Бессвязные, страстные речи! Нельзя в них понять ничего, Но звуки правдивее смысла, И слово сильнее всего.
И музыка, музыка, музыка Вплетается в пенье мое, И узкое, узкое, узкое Пронзает меня лезвие…
Стоит, однако, вслушаться, и сразу себя спросишь: да разве все они и впрямь об одном? Верлен не обинуясь отдавал первенство напевности, мелодичности стиха, которой он был столь исключительным мастером; тогда как Малларме не о мелодии хлопотал, а о том, чтобы слова заговорили тем вторым, от предметных значений наотрез отказавшимся языком, который достаточен и необходим для смысловой их музыки. Что же до Ходасевича, то слагатель его «Баллады» уже полным голосом поет, когда в пение это «вплетается» — или вторгается? — другая, потусторонняя (как из дальнейшего видно) музыка; и если «звуки правдивее смысла», то все‑таки слово, не сводимое к звуку, для него, пусть и с лирой, с «тяжелою лирой» в руках, «сильнее всего». Розанов же и вообще о «писательстве» говорит, не о стихотворстве. Послушаем сперва Кольриджа.
⁂
Продолжите приведённый выше фрагмент о музыке стиха у Верлена, Малларме и Ходасевича, начав сразу после его последней фразы.

-- Извлечённые данные --
⁂
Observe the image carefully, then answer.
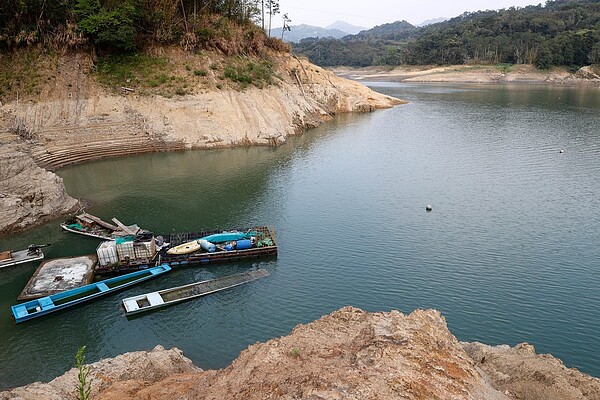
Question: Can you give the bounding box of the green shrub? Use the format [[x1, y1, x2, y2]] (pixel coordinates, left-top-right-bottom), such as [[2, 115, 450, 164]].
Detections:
[[75, 346, 92, 400]]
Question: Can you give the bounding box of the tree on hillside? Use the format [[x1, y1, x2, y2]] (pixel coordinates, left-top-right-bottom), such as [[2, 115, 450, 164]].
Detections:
[[266, 0, 279, 37], [281, 13, 292, 40]]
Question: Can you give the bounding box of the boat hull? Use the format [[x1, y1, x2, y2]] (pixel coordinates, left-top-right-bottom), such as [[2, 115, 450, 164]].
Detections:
[[123, 268, 269, 316], [11, 265, 171, 323], [0, 250, 44, 269]]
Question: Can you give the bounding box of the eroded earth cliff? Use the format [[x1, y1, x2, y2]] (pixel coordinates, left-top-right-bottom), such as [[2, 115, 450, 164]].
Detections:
[[0, 51, 401, 234]]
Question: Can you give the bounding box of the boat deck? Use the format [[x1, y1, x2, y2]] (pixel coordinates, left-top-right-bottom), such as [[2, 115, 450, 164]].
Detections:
[[123, 269, 269, 315], [17, 255, 96, 300], [95, 226, 278, 276]]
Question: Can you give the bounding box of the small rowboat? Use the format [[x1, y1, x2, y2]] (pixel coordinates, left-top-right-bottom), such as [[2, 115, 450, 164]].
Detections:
[[123, 268, 269, 315], [11, 264, 171, 323], [167, 240, 202, 255], [0, 244, 49, 268]]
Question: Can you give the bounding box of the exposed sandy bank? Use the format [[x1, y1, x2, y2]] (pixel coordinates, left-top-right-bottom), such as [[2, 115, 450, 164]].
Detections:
[[0, 52, 402, 234], [0, 307, 600, 400], [332, 65, 600, 85]]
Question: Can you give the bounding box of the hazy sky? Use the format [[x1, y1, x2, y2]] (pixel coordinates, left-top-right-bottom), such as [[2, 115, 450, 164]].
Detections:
[[282, 0, 545, 28]]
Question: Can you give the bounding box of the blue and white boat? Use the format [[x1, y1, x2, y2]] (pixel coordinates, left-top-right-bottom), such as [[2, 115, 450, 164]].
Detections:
[[11, 264, 171, 323]]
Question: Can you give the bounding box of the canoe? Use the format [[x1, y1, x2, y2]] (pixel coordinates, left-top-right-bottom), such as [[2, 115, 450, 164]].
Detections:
[[200, 231, 256, 243], [11, 264, 171, 323], [123, 268, 269, 315], [167, 240, 201, 255], [0, 244, 48, 268]]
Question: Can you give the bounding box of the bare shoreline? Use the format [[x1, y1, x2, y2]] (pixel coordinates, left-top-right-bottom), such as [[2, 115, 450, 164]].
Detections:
[[331, 65, 600, 87]]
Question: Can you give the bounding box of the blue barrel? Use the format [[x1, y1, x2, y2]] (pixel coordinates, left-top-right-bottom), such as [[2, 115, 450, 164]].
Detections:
[[235, 239, 252, 250], [198, 239, 216, 253]]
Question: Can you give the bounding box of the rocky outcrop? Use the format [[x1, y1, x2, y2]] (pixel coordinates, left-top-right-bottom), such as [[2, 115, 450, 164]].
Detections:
[[463, 343, 600, 400], [5, 307, 600, 400], [0, 144, 77, 234], [0, 51, 401, 234]]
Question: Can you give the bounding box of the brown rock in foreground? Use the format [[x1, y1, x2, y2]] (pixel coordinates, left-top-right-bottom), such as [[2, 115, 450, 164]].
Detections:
[[0, 307, 600, 400], [463, 342, 600, 400], [0, 346, 201, 400]]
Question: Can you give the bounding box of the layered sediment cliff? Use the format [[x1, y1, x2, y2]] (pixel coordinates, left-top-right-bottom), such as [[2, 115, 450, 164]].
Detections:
[[0, 55, 401, 234], [0, 307, 600, 400]]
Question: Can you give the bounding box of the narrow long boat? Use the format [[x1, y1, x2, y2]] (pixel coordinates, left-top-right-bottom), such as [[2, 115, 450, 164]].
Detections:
[[0, 244, 49, 268], [123, 268, 269, 315], [11, 264, 171, 323]]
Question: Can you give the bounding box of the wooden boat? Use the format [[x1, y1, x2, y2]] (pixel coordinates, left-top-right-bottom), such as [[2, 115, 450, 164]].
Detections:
[[123, 269, 269, 315], [11, 265, 171, 323], [60, 212, 147, 240], [95, 226, 278, 277], [0, 244, 49, 268], [167, 240, 202, 255]]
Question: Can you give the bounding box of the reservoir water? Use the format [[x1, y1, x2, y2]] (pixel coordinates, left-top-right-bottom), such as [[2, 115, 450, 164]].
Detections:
⁂
-- Ответ ниже --
Все в той же «Биографии» своей, в пятнадцатой главе, — гораздо реже, по странному недосмотру, обсуждаемой, чем справедливо прославленные, 5* но более узкие по теме, семнадцатая и восемнадцатая, — он пытается, на основе шекспировских двух поэм установить, в чем корень поэтического дарования или «каковы главнейшие признаки его мощи». Обнаруживает признаки эти, по его словам, прежде всего «совершенная сладостность» стиха (или стихосложения, как он говорит) и соответствие звучания его поэтической теме; а также умение разнообразить «шествие слов», не впадая в более возвышенный или торжественный ритм, чем тот, которого требует мысль (он имеет в виду общий тон и замысел «Венеры и Адониса» [73]) и который совместим с господствующей мелодичностью стихотворной речи. Как мы видим, тут немножко перемешаны — отнюдь, однако, не спутаны — две вещи, различаемые далеко не всегда, но различать которые необходимо: общая «музыкальность», «мелодичность» речи (или стиха), и соответствие ее звучания ее смыслу. Это большая заслуга Кольриджа; но не меньшая и в том, что отчетливо различая эти ее два «музыкальные» качества, он их все‑таки сообща противополагает ее образности, считая их более основными, — более показательными, чем образность, для наличия большого поэтического дара.
«Тот, у кого нет музыки в душе, не станет никогда подлинным поэтом. Образность, чем бы она ни питалась — пусть и природой, а тем более книгами, рассказами путешественников, мореплавателей, естествоиспытателей — и точно также все трогательные события, верные мысли, вызывающие интерес личные или семейственные чувства, все это, вместе с искусством переплетать частности эти между собой и включать их в ткань поэтического произведения, человек, начитанный и способностей не лишенный, может при непрестанном старании приобрести. Но чувство музыкальной отрады, как и способность ее создавать, есть дар воображения… можно дар этот лелеять, можно усовершенствовать его; научиться ему нельзя».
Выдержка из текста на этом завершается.